* _What to work on_:
Everything from the line with "det: safety instruction" to the end of the data is to be retyped exactly, and nothing else.

========

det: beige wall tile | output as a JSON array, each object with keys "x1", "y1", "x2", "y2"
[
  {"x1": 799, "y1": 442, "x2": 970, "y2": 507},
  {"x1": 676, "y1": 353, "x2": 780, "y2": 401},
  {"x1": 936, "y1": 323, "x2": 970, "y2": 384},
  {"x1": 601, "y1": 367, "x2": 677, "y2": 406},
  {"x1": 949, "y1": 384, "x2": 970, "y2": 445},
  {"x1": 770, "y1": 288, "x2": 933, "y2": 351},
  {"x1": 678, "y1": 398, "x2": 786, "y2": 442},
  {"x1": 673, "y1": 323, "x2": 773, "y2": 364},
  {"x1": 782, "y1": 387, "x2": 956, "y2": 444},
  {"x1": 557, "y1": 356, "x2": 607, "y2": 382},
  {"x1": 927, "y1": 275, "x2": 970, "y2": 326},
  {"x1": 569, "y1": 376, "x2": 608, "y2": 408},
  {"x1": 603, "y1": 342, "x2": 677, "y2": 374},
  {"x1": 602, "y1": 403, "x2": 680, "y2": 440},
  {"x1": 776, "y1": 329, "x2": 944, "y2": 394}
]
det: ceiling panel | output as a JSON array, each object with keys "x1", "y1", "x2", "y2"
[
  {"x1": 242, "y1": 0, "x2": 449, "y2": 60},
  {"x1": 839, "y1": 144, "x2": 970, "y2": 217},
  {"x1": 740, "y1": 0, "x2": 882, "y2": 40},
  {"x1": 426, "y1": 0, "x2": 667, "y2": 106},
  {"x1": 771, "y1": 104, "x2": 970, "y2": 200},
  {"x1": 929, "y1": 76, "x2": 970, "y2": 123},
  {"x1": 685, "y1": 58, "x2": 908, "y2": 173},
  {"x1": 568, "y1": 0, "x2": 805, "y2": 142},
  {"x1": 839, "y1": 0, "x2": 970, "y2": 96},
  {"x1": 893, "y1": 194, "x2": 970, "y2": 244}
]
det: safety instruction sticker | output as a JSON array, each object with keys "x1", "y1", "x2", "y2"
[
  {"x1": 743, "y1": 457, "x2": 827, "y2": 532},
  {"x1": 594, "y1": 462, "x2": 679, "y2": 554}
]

========

* _Task output_:
det: safety instruction sticker | output as a JSON array, each object with keys "x1", "y1", "x2", "y2"
[
  {"x1": 743, "y1": 457, "x2": 827, "y2": 532},
  {"x1": 594, "y1": 462, "x2": 679, "y2": 554}
]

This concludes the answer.